▶ _TRY IT_
Transcribe exactly the line containing "Where can the dense" plus every later line in the data.

▶ _DATA EXTRACTS_
##############################

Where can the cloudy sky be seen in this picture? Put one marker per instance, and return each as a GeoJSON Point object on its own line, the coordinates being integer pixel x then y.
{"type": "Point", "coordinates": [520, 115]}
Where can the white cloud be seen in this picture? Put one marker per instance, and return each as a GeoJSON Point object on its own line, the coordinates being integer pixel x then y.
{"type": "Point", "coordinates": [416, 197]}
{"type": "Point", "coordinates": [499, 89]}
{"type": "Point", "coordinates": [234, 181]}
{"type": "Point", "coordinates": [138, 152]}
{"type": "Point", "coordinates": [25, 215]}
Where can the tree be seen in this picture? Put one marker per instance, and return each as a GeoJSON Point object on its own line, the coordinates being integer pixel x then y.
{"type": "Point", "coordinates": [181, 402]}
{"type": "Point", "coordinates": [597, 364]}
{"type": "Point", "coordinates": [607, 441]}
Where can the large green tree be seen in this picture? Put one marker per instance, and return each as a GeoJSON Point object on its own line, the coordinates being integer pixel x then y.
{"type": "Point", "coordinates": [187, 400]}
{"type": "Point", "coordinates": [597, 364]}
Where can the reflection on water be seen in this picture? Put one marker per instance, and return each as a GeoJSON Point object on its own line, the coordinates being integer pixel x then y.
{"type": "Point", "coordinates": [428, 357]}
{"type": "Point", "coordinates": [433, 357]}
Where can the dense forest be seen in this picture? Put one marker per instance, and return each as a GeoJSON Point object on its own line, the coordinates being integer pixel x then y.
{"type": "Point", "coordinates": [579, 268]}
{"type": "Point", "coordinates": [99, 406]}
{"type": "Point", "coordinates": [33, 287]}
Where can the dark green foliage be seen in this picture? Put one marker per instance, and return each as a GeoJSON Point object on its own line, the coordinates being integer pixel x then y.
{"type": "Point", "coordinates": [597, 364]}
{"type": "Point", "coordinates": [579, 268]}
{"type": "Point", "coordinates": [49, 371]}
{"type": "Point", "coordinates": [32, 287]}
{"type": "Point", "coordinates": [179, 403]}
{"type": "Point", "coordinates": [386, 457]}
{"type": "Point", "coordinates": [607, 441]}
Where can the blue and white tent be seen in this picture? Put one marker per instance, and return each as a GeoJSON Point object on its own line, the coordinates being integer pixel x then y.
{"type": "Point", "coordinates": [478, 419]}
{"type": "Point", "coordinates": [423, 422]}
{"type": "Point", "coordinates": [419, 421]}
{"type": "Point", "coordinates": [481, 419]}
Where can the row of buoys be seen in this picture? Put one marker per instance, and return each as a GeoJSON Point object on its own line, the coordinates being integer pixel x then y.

##############################

▶ _ANSWER BOX_
Where can the dense forest be seen in this picture? Put one marker per instance, and return each as a GeoJSON Point object on its own line, the coordinates being integer pixel x then y.
{"type": "Point", "coordinates": [579, 268]}
{"type": "Point", "coordinates": [99, 406]}
{"type": "Point", "coordinates": [33, 287]}
Where can the dark green foliage be seen in this picture? Put one marker per instance, and return each as a GeoJSON Point object on its own line, the coordinates being integer pixel x then y.
{"type": "Point", "coordinates": [597, 364]}
{"type": "Point", "coordinates": [579, 268]}
{"type": "Point", "coordinates": [49, 371]}
{"type": "Point", "coordinates": [32, 287]}
{"type": "Point", "coordinates": [179, 403]}
{"type": "Point", "coordinates": [386, 457]}
{"type": "Point", "coordinates": [607, 441]}
Where can the blue and white tent be seen in this picture? Put one marker per instance, and return each as a GeoJSON Point object on its own line, the coordinates being integer pixel x then y.
{"type": "Point", "coordinates": [478, 419]}
{"type": "Point", "coordinates": [423, 422]}
{"type": "Point", "coordinates": [419, 421]}
{"type": "Point", "coordinates": [481, 419]}
Where can the row of buoys be seen in this picture? Put one marker per instance, and return each as a GeoJSON Point object on its own line, the coordinates being integer pixel x then y.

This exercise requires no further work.